Set down, unchanged, the line with "of the gravel" and everything after it through the last line of the data.

+ + +

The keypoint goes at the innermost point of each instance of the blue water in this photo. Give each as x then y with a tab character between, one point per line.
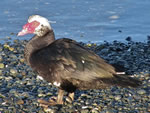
84	20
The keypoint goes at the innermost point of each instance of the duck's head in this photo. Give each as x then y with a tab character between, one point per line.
36	25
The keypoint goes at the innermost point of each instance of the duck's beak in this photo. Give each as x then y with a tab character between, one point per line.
22	32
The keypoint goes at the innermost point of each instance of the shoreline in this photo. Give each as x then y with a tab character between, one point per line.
20	89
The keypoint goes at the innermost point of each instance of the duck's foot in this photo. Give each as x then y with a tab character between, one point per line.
53	100
45	104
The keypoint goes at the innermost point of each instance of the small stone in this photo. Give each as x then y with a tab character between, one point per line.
11	49
85	111
48	110
141	91
22	60
41	95
20	102
2	65
128	38
117	97
1	58
6	46
13	71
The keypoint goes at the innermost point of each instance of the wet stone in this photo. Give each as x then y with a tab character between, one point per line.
141	91
2	65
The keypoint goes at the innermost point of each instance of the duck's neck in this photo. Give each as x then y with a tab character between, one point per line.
37	43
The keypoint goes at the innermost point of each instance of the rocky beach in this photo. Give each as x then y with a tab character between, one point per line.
20	87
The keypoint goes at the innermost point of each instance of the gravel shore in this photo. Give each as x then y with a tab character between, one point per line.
20	88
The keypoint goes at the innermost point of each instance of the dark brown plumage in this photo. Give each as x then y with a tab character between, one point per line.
68	65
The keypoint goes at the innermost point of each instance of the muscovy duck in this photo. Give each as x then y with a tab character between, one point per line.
66	64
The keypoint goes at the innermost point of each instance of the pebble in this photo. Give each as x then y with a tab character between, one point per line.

+ + +

### Result below
The keypoint goes at the innermost point of each instance of the gravel shore in this photo. Give each as x then y with a tab character between, one point per line.
20	88
The keypoint goes at the innermost point of each instance of the dark brown plumage in this photo. Give each as x then y with a tab character between, one point per line.
68	65
The keypoint goes at the innermost point of each instance of the muscovy duck in this photo. Give each as x then y with a tab character between, one point per line.
66	64
The keypoint goes at the innermost point of each instance of the pebble in this photo. Give each as x then y with a tab character between, one point per line.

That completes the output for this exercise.